PASSAGE TO READ:

________________________________________

MAAAAARTINNNN!!!!
In the 1970s “Bez Valley” in Johannesburg was a dense suburb with many semi-detached houses lining the avenues. Fourth Avenue, not too far from the Jukskei river, Athlone Boys’ High School and Bezuidenhout Park, was at that time home to the Rudyards, Martin and his wife Edith with their three youngsters, two teenage boys and a much younger daughter. Their “semi” had a low wall (street side) and the single garage was at street level, right at the edge of the municipal building line near the rather narrow sidewalk. The avenues themselves were rather narrow and motor cars lined both sides, some with two wheels perched on the pavement, making it difficult for both pedestrians and vehicles to squeeze past.
Bezuidenhout Valley (known colloquially as Bez Valley) was a mainly lower middle class suburb, populated by generally honest, hard working families attempting to climb the social ladder through the sweat of their own brows. If not the parents, then, at the very least, their children would reap the fruits of upward social mobility. Bez Valley was situated on the old farm Doornfontein (purchased in the mid-1860s by Frederick Bezuidenhout and subdivided to be sold off in chunks by a descendant, Willem Bezuidenhout, at the turn of the century). As late as 1949 the Johannesburg City Council purchased upwards of 100 hectares to lay out the Bezuidenhout Park (Reference: N Musiker, 2000). Also downstream of the Jukskei River was the storm water catchment facility, essentially linking the whole area into the Greater Johannesburg hydrographic ecosystem.

________________________________________

EXTRACTED MATERIAL:
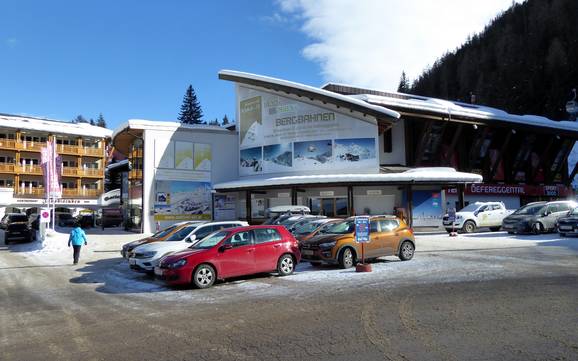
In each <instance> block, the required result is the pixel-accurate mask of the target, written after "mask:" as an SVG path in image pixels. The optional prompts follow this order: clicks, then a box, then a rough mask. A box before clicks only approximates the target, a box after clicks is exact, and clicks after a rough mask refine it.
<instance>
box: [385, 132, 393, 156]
mask: <svg viewBox="0 0 578 361" xmlns="http://www.w3.org/2000/svg"><path fill="white" fill-rule="evenodd" d="M392 138H393V137H392V134H391V128H389V129H388V130H386V131H385V132H384V133H383V152H384V153H391V152H392V151H393V139H392Z"/></svg>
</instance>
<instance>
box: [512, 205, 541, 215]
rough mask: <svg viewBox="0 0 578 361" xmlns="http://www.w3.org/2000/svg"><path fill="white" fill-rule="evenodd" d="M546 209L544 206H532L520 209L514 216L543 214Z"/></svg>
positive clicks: (530, 205) (516, 211) (514, 213)
mask: <svg viewBox="0 0 578 361" xmlns="http://www.w3.org/2000/svg"><path fill="white" fill-rule="evenodd" d="M544 207H545V205H544V204H530V205H527V206H524V207H522V208H520V209H518V210H517V211H515V212H514V213H513V214H519V215H524V214H528V215H535V214H538V213H540V212H541V210H542V209H543V208H544Z"/></svg>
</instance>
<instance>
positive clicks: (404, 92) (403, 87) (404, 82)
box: [397, 71, 410, 93]
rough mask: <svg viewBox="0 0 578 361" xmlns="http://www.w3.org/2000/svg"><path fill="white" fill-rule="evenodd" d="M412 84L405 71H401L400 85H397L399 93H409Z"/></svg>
mask: <svg viewBox="0 0 578 361" xmlns="http://www.w3.org/2000/svg"><path fill="white" fill-rule="evenodd" d="M409 91H410V85H409V79H408V78H407V76H406V75H405V71H402V72H401V78H400V79H399V85H398V86H397V92H398V93H409Z"/></svg>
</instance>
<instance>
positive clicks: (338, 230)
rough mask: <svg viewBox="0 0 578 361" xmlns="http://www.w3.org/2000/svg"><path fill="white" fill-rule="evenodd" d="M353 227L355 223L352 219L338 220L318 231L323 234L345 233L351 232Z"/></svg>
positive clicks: (337, 233)
mask: <svg viewBox="0 0 578 361" xmlns="http://www.w3.org/2000/svg"><path fill="white" fill-rule="evenodd" d="M354 229H355V223H354V222H353V221H347V222H340V223H334V224H330V225H327V226H326V227H323V228H322V229H320V230H319V233H323V234H346V233H352V232H353V231H354Z"/></svg>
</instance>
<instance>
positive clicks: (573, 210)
mask: <svg viewBox="0 0 578 361" xmlns="http://www.w3.org/2000/svg"><path fill="white" fill-rule="evenodd" d="M557 228H558V233H560V236H561V237H565V236H567V235H573V236H575V235H578V208H574V209H572V210H571V211H570V212H568V213H567V214H566V215H565V216H563V217H560V218H559V219H558V227H557Z"/></svg>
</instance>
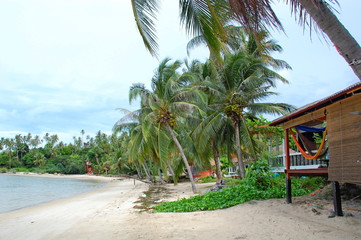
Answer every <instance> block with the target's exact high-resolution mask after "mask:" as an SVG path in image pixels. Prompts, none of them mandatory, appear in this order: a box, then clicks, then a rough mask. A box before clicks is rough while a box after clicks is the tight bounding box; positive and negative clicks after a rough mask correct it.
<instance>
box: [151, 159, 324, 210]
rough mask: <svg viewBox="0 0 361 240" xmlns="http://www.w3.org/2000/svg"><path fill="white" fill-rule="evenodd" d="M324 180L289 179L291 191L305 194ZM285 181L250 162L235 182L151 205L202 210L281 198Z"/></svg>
mask: <svg viewBox="0 0 361 240" xmlns="http://www.w3.org/2000/svg"><path fill="white" fill-rule="evenodd" d="M322 184H324V180H323V179H322V178H320V177H316V178H294V179H292V195H293V196H302V195H305V194H309V193H311V192H312V191H314V190H316V189H318V188H319V187H321V186H322ZM285 195H286V183H285V175H284V174H278V175H275V174H272V173H270V172H269V169H268V165H267V166H266V165H265V163H264V162H257V163H254V164H251V165H250V167H249V169H248V170H247V175H246V178H245V179H243V180H240V184H239V185H235V186H233V187H230V188H226V189H223V190H221V191H218V192H209V193H206V194H204V195H198V196H194V197H191V198H188V199H182V200H179V201H176V202H166V203H163V204H160V205H158V206H155V208H154V212H190V211H205V210H215V209H222V208H228V207H232V206H234V205H237V204H241V203H244V202H247V201H250V200H265V199H270V198H284V197H285Z"/></svg>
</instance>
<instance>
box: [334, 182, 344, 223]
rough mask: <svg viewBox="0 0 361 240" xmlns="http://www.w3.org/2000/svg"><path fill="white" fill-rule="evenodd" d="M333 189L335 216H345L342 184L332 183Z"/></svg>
mask: <svg viewBox="0 0 361 240" xmlns="http://www.w3.org/2000/svg"><path fill="white" fill-rule="evenodd" d="M332 188H333V209H334V211H335V215H336V216H343V212H342V205H341V192H340V184H339V183H338V182H332Z"/></svg>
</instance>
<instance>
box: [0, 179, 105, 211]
mask: <svg viewBox="0 0 361 240" xmlns="http://www.w3.org/2000/svg"><path fill="white" fill-rule="evenodd" d="M104 184H106V183H104V182H100V181H95V180H79V179H68V178H66V179H64V178H45V177H34V176H31V177H30V176H19V175H5V174H0V213H4V212H9V211H13V210H16V209H20V208H25V207H30V206H34V205H38V204H41V203H45V202H50V201H53V200H57V199H61V198H67V197H72V196H75V195H78V194H80V193H84V192H88V191H91V190H94V189H96V188H99V187H102V186H104Z"/></svg>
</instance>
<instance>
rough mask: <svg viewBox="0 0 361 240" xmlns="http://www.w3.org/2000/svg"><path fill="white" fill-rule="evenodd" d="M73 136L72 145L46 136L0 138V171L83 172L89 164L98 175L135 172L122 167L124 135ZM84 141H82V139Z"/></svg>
mask: <svg viewBox="0 0 361 240" xmlns="http://www.w3.org/2000/svg"><path fill="white" fill-rule="evenodd" d="M81 134H82V137H74V142H73V143H69V144H66V143H64V142H61V141H59V137H58V135H57V134H53V135H51V134H49V133H46V134H45V135H44V136H43V137H40V136H37V135H36V136H32V135H31V134H30V133H29V134H28V135H25V136H22V135H20V134H18V135H16V136H15V137H14V138H1V139H0V169H2V171H25V172H29V171H33V172H38V173H63V174H82V173H85V163H86V161H90V162H92V164H93V170H94V172H95V173H98V174H103V173H104V174H106V173H111V174H119V173H120V172H121V171H123V172H129V173H134V172H135V171H134V170H133V169H129V168H128V169H126V168H125V167H126V164H124V165H122V164H121V163H122V162H121V160H122V157H124V155H125V154H124V152H125V150H124V146H122V144H123V142H124V140H125V139H126V138H127V135H126V134H123V135H119V136H117V135H115V134H112V135H110V136H107V135H106V134H105V133H102V132H100V131H99V132H97V133H96V135H95V137H89V136H87V137H86V139H84V134H85V132H84V130H82V131H81ZM83 139H84V140H83Z"/></svg>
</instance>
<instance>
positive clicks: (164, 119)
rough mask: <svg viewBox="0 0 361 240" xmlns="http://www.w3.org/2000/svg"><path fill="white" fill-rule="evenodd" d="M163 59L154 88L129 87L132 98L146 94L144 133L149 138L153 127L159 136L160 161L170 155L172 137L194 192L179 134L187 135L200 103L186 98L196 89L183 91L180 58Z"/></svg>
mask: <svg viewBox="0 0 361 240" xmlns="http://www.w3.org/2000/svg"><path fill="white" fill-rule="evenodd" d="M169 62H170V59H168V58H166V59H164V60H163V61H162V62H161V63H160V64H159V67H158V69H157V71H156V72H155V75H154V76H153V78H152V84H151V87H152V90H147V89H145V88H144V86H143V85H133V87H132V88H131V90H130V93H129V95H130V100H131V101H132V100H134V99H136V98H137V97H143V99H141V103H142V104H143V106H146V107H144V108H146V109H147V113H146V114H145V115H144V117H143V119H142V121H143V122H142V125H143V126H142V129H143V134H144V135H145V137H146V138H147V136H148V135H150V133H149V130H150V129H156V132H153V134H155V135H156V136H157V147H158V153H159V159H160V162H166V160H167V159H166V157H168V156H169V148H168V146H169V143H170V141H171V140H172V141H173V142H174V144H175V146H176V147H177V149H178V151H179V154H180V156H181V159H182V161H183V164H184V166H185V168H186V170H187V173H188V176H189V179H190V182H191V185H192V190H193V192H197V188H196V186H195V182H194V179H193V175H192V171H191V168H190V164H189V161H188V159H187V156H186V154H185V151H184V148H183V147H182V144H181V143H180V139H179V137H181V136H185V135H184V134H183V135H182V133H184V132H185V126H186V124H185V123H186V121H185V117H189V116H190V115H192V114H197V111H201V110H200V109H199V108H198V106H197V105H195V104H192V103H190V102H188V101H184V100H185V99H186V98H185V96H186V95H191V94H194V93H196V91H184V88H183V87H184V84H185V83H184V82H182V81H181V79H180V78H179V75H178V73H177V70H178V69H179V67H180V66H181V63H180V62H179V61H175V62H174V63H171V64H170V63H169ZM188 140H190V139H188Z"/></svg>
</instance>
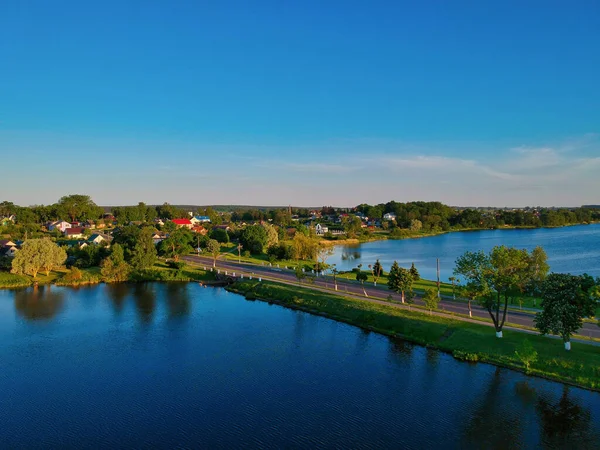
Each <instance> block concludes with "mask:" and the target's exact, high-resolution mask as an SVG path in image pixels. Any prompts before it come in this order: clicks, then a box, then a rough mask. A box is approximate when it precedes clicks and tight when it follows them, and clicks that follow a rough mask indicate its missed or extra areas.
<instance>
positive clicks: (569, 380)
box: [228, 280, 600, 390]
mask: <svg viewBox="0 0 600 450" xmlns="http://www.w3.org/2000/svg"><path fill="white" fill-rule="evenodd" d="M228 289H230V290H231V291H233V292H237V293H240V294H242V295H245V296H246V298H249V299H261V300H266V301H269V302H273V303H277V304H280V305H282V306H286V307H290V308H294V309H300V310H303V311H307V312H310V313H313V314H320V315H324V316H326V317H329V318H332V319H334V320H338V321H342V322H346V323H349V324H352V325H356V326H359V327H361V328H365V329H368V330H372V331H376V332H379V333H382V334H386V335H390V336H396V337H400V338H402V339H405V340H408V341H411V342H414V343H417V344H420V345H425V346H427V347H430V348H436V349H439V350H442V351H445V352H448V353H452V354H453V355H454V356H455V357H456V358H458V359H462V360H468V361H481V362H488V363H492V364H497V365H500V366H504V367H509V368H512V369H517V370H522V371H525V372H527V373H528V374H530V375H535V376H541V377H545V378H549V379H552V380H556V381H561V382H565V383H569V384H574V385H578V386H581V387H585V388H588V389H593V390H600V348H599V347H596V346H593V345H588V344H583V343H577V344H576V349H577V351H573V352H565V351H564V350H563V348H562V345H561V342H560V341H559V340H556V339H549V338H546V337H543V336H539V335H530V334H525V333H521V332H517V331H513V330H507V331H506V332H505V335H504V338H503V339H496V338H495V337H494V336H493V333H490V327H488V326H485V325H480V324H476V323H470V322H464V321H459V320H455V319H450V318H446V317H440V316H436V315H430V314H429V313H427V312H419V311H417V310H415V309H413V310H412V311H408V310H406V309H403V308H398V307H394V306H392V305H390V306H388V305H383V304H376V303H372V302H368V301H366V300H358V299H353V298H347V297H340V296H338V295H335V294H330V293H325V292H318V291H314V290H310V289H306V288H301V287H296V286H293V287H292V286H287V285H282V284H277V283H272V282H265V281H263V282H260V283H259V282H256V281H249V280H246V281H238V282H237V283H235V284H234V285H232V286H231V287H229V288H228ZM525 340H527V341H528V342H529V344H530V345H531V347H532V348H533V349H534V351H535V352H536V355H537V359H536V358H531V357H530V356H531V352H529V353H528V352H525V351H524V350H523V348H524V347H523V342H524V341H525ZM524 354H527V355H529V356H528V357H526V361H524V360H523V359H522V358H523V355H524Z"/></svg>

________________________________________

PROBLEM:
Answer these questions from the Bez Valley text above.
(a) What was the name of Martin's wife?
(b) Who bought the old farm Doornfontein in the mid-1860s?
(c) In what year did the Johannesburg City Council buy land to lay out Bezuidenhout Park?

RESULT:
(a) Edith
(b) Frederick Bezuidenhout
(c) 1949